§ What to produce: Report every line below that carries the word "black".

Recorded data:
=== Begin Enclosure ===

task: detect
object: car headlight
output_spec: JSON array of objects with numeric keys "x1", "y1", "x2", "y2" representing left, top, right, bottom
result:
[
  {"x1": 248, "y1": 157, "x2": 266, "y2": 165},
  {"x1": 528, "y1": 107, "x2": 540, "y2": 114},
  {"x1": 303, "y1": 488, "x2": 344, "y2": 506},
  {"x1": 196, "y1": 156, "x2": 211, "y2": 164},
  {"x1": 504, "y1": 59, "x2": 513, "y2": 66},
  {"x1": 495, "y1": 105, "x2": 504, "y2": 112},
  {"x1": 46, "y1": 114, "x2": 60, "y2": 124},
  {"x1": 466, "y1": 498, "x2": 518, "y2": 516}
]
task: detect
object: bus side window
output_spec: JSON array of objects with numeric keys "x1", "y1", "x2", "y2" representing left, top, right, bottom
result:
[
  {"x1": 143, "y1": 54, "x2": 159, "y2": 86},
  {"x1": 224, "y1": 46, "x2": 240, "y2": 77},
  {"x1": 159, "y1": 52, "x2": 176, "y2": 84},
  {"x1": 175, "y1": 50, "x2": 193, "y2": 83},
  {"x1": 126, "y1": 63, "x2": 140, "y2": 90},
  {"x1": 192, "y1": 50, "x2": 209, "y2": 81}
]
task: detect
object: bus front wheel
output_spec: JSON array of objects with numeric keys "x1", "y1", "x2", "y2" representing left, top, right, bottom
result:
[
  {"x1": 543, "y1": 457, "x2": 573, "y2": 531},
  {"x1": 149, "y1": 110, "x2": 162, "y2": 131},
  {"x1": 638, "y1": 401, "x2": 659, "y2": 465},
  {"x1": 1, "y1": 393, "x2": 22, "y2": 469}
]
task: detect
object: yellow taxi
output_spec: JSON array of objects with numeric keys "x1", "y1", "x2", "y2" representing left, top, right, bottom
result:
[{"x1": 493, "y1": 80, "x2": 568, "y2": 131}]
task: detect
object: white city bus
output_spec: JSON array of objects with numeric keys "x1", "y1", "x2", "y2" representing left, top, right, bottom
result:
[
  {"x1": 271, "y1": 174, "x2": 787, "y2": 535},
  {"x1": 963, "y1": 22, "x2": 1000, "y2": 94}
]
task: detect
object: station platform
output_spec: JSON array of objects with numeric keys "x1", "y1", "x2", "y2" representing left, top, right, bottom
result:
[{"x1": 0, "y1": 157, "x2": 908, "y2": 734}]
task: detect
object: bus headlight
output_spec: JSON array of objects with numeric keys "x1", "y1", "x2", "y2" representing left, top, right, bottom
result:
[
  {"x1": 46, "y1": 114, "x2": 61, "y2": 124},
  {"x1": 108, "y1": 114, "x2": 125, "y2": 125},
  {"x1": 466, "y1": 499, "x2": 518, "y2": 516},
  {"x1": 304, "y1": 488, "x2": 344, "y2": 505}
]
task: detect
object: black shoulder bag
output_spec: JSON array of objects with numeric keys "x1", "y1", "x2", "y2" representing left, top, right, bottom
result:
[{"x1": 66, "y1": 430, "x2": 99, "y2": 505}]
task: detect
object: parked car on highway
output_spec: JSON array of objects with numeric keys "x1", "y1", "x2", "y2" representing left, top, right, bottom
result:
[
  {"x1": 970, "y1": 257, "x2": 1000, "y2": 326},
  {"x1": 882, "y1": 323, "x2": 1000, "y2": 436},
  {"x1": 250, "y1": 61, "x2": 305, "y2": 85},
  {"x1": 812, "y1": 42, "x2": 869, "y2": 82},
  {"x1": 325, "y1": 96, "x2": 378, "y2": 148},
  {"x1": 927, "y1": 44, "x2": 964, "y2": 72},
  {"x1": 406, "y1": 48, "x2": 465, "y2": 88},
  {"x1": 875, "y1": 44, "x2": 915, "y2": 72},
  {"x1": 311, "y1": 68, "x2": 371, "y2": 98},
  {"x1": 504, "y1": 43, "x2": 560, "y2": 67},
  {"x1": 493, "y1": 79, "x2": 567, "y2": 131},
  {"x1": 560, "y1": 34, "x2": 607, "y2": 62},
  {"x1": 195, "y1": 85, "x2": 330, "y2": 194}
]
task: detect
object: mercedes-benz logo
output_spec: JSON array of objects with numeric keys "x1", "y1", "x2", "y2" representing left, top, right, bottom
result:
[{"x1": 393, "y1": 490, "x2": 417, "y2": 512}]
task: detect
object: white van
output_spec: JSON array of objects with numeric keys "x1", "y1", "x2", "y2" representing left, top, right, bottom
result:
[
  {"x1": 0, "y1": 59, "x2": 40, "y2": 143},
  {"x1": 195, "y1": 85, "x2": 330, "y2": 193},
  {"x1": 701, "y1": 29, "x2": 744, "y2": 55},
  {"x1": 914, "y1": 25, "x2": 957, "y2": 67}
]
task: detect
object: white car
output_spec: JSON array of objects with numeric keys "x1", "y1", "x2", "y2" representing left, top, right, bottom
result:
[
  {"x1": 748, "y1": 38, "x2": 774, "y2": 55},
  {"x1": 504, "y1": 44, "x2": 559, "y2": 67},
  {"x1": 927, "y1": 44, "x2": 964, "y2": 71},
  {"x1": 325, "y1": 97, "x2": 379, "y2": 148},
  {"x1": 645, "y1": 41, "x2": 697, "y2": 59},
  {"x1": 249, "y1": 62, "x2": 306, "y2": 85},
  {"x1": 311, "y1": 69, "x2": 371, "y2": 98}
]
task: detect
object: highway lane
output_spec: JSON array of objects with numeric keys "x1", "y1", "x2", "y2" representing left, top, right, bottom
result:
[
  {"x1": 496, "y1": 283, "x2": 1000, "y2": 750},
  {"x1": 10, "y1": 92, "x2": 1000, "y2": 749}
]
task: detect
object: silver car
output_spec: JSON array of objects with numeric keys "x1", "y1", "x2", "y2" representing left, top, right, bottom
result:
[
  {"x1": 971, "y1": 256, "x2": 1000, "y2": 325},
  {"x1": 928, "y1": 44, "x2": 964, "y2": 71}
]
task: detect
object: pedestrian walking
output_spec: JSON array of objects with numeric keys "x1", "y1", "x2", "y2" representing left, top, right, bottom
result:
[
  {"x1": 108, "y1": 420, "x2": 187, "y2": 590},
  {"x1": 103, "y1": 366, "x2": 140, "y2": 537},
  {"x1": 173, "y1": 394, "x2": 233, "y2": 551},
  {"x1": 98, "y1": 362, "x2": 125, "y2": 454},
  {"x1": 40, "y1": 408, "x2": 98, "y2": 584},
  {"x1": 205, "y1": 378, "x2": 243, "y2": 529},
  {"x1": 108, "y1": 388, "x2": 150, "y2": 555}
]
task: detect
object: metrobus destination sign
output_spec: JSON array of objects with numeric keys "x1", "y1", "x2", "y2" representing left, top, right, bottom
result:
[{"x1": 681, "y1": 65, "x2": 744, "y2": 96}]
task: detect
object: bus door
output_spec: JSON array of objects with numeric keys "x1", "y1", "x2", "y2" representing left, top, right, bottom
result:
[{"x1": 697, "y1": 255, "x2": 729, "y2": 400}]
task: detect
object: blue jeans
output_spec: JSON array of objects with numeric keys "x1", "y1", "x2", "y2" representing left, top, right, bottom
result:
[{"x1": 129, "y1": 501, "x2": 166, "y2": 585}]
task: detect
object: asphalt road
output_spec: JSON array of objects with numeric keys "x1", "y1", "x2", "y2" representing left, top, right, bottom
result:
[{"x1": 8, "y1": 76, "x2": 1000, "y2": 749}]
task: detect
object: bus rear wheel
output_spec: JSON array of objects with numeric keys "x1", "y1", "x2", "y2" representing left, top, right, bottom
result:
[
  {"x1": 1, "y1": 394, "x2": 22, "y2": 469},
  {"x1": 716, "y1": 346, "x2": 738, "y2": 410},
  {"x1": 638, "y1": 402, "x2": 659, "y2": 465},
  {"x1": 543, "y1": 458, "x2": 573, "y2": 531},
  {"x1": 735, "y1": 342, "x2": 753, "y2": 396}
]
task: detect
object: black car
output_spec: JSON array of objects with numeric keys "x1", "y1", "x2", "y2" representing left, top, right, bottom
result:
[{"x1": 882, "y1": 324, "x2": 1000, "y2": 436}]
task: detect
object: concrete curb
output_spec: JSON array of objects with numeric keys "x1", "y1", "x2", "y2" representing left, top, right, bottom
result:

=== End Enclosure ===

§ Solution for this exercise:
object: black shoulder bag
object: black car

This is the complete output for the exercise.